START Working data

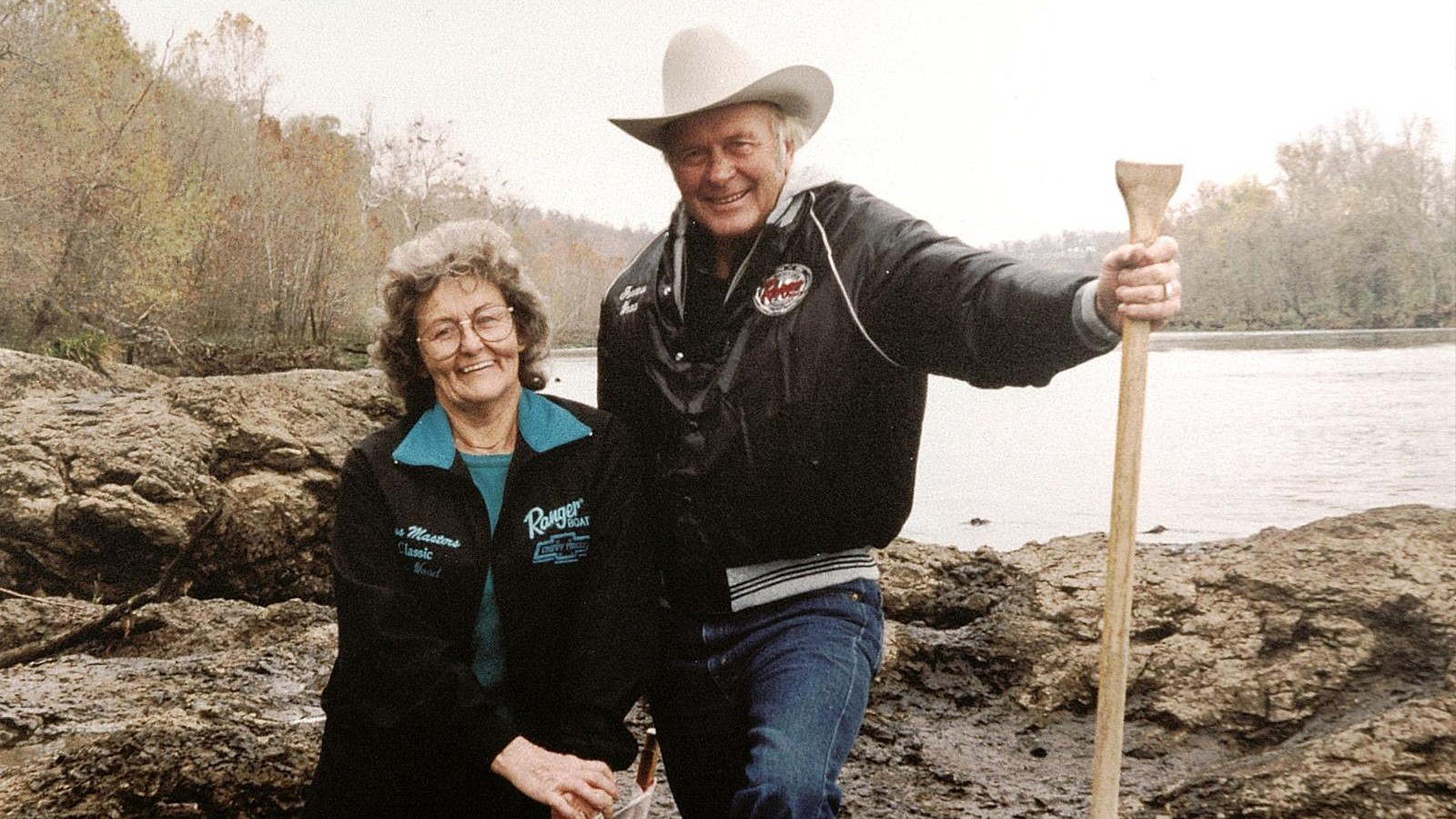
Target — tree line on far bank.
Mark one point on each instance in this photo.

END Working data
START Working data

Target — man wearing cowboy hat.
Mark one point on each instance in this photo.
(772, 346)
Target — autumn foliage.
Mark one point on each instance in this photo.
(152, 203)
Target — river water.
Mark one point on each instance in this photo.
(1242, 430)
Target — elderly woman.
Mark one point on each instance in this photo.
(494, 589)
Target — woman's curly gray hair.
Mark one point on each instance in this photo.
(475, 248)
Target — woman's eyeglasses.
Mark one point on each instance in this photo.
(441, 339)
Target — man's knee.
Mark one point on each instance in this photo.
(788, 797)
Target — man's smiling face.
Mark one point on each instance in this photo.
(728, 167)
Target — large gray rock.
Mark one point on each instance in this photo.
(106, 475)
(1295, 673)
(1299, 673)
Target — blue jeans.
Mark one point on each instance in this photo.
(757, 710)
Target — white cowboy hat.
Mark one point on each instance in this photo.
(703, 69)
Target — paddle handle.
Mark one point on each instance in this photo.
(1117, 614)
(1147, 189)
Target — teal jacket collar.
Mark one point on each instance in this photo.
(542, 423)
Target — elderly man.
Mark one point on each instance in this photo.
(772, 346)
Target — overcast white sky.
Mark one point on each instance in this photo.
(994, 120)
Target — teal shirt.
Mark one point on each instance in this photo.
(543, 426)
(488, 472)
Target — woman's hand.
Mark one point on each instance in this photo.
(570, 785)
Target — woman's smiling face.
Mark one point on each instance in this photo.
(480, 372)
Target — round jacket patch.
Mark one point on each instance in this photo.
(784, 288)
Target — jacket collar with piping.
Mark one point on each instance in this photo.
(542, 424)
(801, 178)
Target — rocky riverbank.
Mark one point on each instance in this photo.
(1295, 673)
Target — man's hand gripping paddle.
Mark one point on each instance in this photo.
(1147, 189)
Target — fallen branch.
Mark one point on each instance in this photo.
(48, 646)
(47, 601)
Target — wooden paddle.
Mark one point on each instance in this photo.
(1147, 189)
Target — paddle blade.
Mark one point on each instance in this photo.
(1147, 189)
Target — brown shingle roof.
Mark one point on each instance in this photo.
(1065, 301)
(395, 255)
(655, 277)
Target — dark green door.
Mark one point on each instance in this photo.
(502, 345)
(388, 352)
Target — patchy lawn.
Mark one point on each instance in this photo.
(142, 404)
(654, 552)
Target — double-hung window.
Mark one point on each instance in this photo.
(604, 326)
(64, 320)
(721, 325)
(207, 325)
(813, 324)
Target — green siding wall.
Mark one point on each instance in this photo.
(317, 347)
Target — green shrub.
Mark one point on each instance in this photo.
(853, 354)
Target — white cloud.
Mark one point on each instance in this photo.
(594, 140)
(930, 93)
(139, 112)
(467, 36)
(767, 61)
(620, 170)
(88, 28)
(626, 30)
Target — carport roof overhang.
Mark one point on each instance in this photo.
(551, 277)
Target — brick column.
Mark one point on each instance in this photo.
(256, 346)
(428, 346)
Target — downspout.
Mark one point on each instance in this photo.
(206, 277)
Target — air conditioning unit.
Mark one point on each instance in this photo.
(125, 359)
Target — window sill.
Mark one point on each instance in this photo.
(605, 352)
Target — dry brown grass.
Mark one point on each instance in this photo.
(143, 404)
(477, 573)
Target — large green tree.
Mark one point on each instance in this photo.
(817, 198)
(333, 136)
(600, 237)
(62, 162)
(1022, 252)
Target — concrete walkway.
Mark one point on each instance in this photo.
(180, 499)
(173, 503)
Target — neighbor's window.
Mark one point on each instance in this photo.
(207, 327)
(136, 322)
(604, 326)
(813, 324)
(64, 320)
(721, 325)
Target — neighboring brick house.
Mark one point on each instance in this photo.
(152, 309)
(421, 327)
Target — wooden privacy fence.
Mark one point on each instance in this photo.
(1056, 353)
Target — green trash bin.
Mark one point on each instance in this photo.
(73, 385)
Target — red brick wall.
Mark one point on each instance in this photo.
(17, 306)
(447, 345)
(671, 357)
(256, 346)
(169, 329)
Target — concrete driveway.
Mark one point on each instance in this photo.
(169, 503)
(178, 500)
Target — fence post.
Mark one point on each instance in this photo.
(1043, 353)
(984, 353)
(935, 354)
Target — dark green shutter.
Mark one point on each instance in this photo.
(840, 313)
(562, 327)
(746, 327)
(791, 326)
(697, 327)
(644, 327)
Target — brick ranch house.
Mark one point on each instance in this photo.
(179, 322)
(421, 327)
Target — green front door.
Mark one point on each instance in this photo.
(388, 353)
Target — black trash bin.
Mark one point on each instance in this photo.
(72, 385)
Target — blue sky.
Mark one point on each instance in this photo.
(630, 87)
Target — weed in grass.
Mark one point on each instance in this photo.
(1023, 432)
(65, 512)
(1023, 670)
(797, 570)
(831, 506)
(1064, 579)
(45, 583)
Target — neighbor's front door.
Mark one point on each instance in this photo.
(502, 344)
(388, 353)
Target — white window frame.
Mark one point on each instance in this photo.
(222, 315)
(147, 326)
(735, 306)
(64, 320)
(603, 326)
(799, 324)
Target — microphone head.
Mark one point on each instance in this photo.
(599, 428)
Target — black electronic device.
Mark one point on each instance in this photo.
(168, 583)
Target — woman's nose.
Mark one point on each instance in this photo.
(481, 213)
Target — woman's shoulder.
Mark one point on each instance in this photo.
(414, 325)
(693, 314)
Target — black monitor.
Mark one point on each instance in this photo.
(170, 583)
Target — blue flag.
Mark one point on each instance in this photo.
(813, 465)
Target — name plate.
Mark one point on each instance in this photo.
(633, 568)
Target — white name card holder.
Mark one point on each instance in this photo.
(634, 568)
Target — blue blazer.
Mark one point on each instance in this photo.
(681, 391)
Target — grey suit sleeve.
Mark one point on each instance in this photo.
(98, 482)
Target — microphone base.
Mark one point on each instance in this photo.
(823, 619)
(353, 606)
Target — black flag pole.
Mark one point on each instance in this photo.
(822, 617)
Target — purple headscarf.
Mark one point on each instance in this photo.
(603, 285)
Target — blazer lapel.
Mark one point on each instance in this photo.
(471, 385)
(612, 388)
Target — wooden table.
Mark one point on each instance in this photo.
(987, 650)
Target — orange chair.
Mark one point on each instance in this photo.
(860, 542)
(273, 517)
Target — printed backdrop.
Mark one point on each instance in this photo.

END Working data

**Task description**
Lines containing the string "flag" are the ones to copy from the entries above.

**Output below**
Target — blue flag.
Target — black flag pole.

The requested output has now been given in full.